### PROBLEM REQUIREMENTS:
Write out, precisely and in full, each line of the material.

Point labeling dataset excerpts
______

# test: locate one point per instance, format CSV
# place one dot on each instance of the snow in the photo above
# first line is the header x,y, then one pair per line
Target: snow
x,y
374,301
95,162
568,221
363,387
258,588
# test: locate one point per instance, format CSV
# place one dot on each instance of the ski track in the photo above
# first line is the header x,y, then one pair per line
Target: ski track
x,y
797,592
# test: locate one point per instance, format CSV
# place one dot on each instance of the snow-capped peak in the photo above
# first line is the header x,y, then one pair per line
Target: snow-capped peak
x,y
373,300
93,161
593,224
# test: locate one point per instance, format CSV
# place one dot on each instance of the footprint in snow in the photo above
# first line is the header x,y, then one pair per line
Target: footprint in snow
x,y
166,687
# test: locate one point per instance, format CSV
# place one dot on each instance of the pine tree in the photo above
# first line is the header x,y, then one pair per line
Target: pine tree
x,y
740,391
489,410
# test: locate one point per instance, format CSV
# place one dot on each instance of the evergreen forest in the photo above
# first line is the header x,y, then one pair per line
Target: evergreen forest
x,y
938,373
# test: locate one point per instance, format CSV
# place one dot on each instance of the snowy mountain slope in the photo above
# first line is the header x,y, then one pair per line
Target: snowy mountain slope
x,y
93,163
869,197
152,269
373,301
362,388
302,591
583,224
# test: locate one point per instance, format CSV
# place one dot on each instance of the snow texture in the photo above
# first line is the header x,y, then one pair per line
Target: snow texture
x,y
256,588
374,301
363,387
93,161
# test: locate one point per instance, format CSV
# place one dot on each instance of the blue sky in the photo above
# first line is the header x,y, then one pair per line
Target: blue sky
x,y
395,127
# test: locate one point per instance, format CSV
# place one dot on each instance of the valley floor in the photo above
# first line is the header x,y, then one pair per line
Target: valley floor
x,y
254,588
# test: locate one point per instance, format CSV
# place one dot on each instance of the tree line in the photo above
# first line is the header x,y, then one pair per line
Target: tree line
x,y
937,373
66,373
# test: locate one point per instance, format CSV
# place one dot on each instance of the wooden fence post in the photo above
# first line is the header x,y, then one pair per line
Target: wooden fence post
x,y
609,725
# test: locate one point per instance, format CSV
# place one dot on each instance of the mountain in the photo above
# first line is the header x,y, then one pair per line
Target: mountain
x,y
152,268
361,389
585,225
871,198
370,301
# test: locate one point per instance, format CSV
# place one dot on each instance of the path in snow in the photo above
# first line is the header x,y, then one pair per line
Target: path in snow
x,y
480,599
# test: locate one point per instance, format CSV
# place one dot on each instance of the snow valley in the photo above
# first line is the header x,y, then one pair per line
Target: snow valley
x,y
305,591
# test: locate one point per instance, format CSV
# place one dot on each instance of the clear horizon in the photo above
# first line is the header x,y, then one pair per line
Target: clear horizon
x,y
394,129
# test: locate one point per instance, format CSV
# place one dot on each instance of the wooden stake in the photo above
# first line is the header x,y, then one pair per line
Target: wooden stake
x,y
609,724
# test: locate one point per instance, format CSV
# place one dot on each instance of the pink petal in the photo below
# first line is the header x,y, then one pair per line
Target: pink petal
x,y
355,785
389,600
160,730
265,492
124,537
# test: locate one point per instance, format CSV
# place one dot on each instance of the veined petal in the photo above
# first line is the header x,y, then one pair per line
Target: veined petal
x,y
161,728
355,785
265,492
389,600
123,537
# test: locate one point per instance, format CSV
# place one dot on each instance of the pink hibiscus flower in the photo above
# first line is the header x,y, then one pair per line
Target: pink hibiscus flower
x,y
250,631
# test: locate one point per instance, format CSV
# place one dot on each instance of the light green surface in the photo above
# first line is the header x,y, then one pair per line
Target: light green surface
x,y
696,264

______

### EXERCISE ANSWER:
# test: locate one point per instance, format CSV
# place one dot on each instance of the snow in the photo above
# first line is the header x,y, then one pair per line
Target: snow
x,y
374,301
95,162
568,221
363,387
258,588
# test: locate one point per instance, format CSV
# place one dot on each instance of the ski track in the photo above
# first line is the header x,y, then one pair per line
Target: ski track
x,y
797,592
# test: locate one point per instance, format CSV
# place one dot on each instance of the snow-capped peak in the photo above
# first line is the header x,y, then one pair per line
Target: snow-capped peak
x,y
373,300
93,161
593,224
# test: locate one point per instance, format CSV
# place one dot on each instance of the footprint in snow in the photo above
# first line is the header x,y, then one pair per line
Target: footprint in snow
x,y
166,687
# test: locate one point per instance, format CSV
# place one dot on each instance of the pine tree in the photo above
# first line is the header x,y, then one pair per line
Target: pine tree
x,y
740,391
489,410
# test: locate one point per instance, format CSV
# place one dot on each instance of the evergreen forest in the photo above
# first line is the header x,y, then one pair per line
Target: evergreen forest
x,y
938,373
# test: locate one point per instance, format CSV
# place one dot on each instance of the snowy mountain slope in the photo above
# first line is the header x,y, then one pair per line
Target: snowy mountain slope
x,y
93,163
869,197
152,269
373,301
362,388
302,591
583,224
# test: locate one point per instance, format CSV
# place one dot on each instance of the snow texture in the photo above
# first line is the header x,y, then one pair per line
Target: snow texture
x,y
256,588
374,301
363,387
93,161
# test: locate one point per instance, format CSV
# place one dot on each instance of the blue sky in the photo above
# first line is the header x,y, then one pair per line
Target: blue sky
x,y
395,127
# test: locate one point per instance, format CSV
# place one dot on each instance of the valley floor in the photo above
# first line is the header x,y, then one pair per line
Target: valley floor
x,y
254,588
# test: locate one point per instance, format CSV
# place one dot on each instance of the tree line in the photo above
# first line is the header x,y, then one pair per line
Target: tree line
x,y
937,373
66,373
# test: locate one point per instance, format CSV
# place one dot on each instance of the wooden fence post in the photo above
# first line is the header x,y, then one pair per line
Target: wooden fence post
x,y
609,725
# test: locate one point per instance, format CSV
# place one dot on each instance of the mountain in the photo above
# first line is the header x,y, then one pair per line
Target: mountain
x,y
152,268
361,389
585,225
871,198
370,301
# test: locate one point per instance, format CSV
# place one dot on each instance of the path in snow in the photo above
# first line is the header x,y, then one pair per line
Target: path in snow
x,y
480,599
# test: locate one point per instance, format CSV
# place one dot on each instance of the snow valley in the photo above
# first line is the header x,y, then one pair per line
Target: snow valley
x,y
305,591
# test: locate one point per instance, format CSV
# place one dot on each instance of the clear horizon in the photo above
# first line is the header x,y, then one pair per line
Target: clear horizon
x,y
394,129
# test: locate one point per instance, format CSV
# place one dot on each instance of the wooden stake in the photo above
# first line is the header x,y, then one pair per line
Target: wooden stake
x,y
609,724
# test: locate one point per instance, format CSV
# place one dot on each instance of the pink petal in the photo below
# first line is the header x,y, then one pair per line
Target: pink petal
x,y
355,785
389,600
160,730
265,492
124,537
# test: locate one point per instance, format CSV
# place one dot on each instance of the veined petal in the photo above
# first line is the header x,y, then one pair per line
Target: veined petal
x,y
161,728
355,785
265,492
389,600
123,537
# test: locate one point per instance, format CSV
# place one dot on each instance of the pink hibiscus flower in the photo above
# first line is the header x,y, then one pair per line
Target: pink hibiscus flower
x,y
250,631
# test: locate one point per instance, format CSV
# place one dot on each instance of the light green surface in the photo above
# first line is the header x,y, then one pair per line
Target: light green surface
x,y
696,264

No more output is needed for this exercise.